Aim of the exercise: Identify every line in the records below that contains the word "field" and copy each such line. Match case exactly.

Data supplied:
╔══
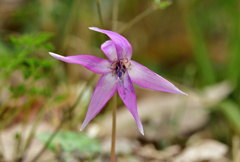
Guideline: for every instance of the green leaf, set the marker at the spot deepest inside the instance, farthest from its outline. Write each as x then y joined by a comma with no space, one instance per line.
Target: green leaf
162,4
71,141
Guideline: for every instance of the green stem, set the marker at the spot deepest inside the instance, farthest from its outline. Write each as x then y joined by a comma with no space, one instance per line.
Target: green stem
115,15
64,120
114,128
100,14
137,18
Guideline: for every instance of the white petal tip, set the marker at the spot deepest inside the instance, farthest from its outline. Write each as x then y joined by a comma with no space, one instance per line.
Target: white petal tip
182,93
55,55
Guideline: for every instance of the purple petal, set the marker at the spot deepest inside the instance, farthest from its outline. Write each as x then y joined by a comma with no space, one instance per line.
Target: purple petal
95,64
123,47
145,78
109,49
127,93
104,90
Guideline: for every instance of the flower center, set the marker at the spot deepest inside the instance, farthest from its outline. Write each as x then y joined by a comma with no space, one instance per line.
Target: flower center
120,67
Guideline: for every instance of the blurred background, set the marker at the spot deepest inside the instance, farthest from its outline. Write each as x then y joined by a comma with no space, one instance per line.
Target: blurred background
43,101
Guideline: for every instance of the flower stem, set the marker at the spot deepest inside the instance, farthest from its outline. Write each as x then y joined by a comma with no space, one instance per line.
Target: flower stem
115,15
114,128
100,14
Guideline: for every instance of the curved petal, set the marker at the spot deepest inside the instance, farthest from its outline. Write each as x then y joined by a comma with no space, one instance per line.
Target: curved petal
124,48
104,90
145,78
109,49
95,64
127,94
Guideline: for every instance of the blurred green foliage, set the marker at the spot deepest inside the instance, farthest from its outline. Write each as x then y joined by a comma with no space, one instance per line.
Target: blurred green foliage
╚══
╔══
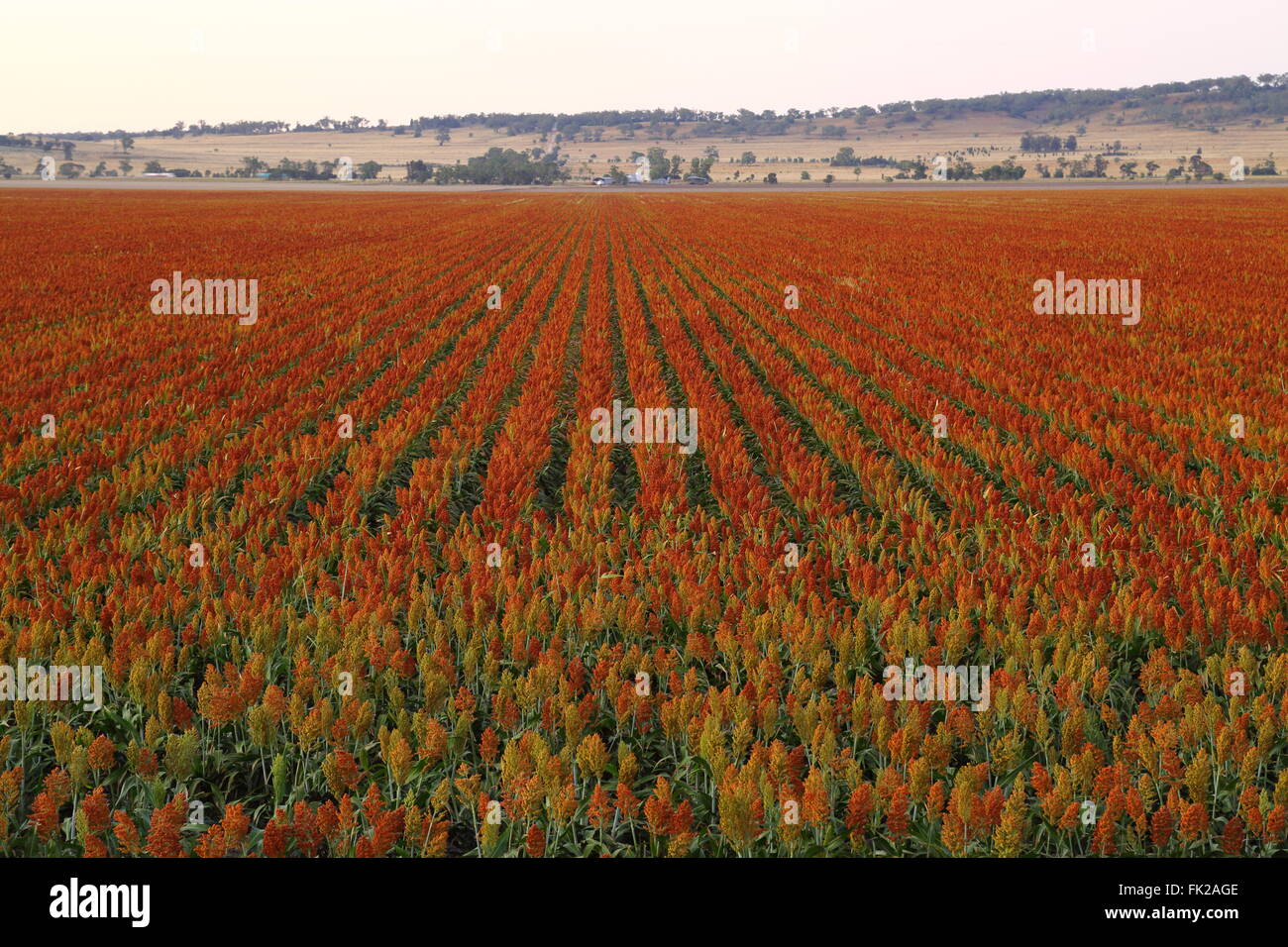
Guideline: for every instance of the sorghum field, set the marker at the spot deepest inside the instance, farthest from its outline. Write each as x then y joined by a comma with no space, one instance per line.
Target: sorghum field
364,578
╚══
╔══
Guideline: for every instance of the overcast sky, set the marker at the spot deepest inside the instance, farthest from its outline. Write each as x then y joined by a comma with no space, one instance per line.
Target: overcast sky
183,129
╚══
Finished answer:
Guideline: for every instance of the sorghum field, set the marker at the spot deepest inside the instance, farthest from its outline. Write each as x then y joined by a comma with no space, one instance per line.
Target: sorghum field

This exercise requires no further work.